## RECORDS TO PROCESS
- - -
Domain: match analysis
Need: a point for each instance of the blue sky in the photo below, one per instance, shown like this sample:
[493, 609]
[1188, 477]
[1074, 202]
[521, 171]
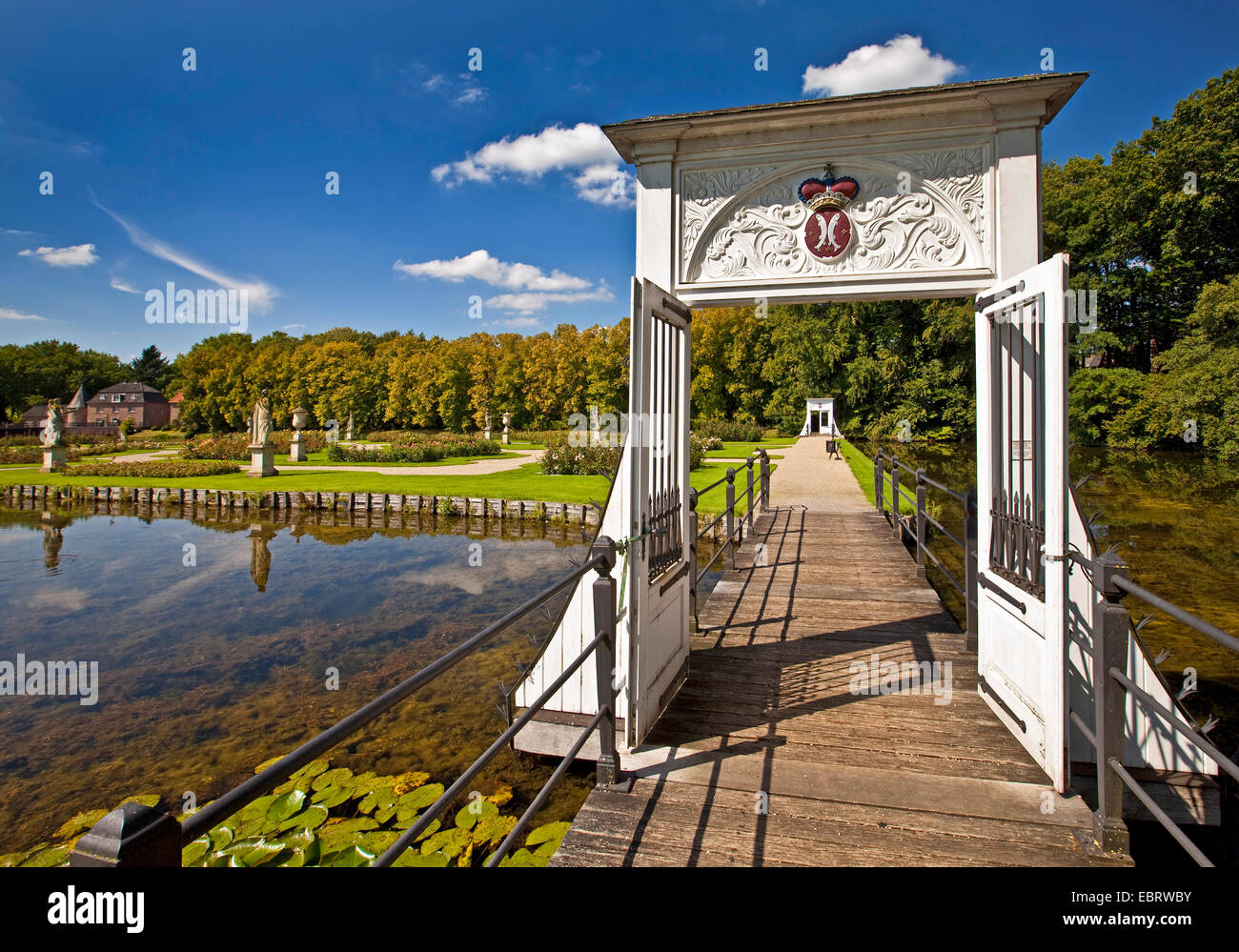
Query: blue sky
[215, 176]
- - -
## DIRECTIONS FOR THIS TASK
Output the entries above exactly, without their pictures.

## THE COMPLETED TASK
Domain: match analysis
Need: a point for each instance of the blue sky in the photo below, one per instance, shown like this sample:
[493, 609]
[1188, 477]
[1074, 202]
[521, 171]
Query: blue sky
[215, 176]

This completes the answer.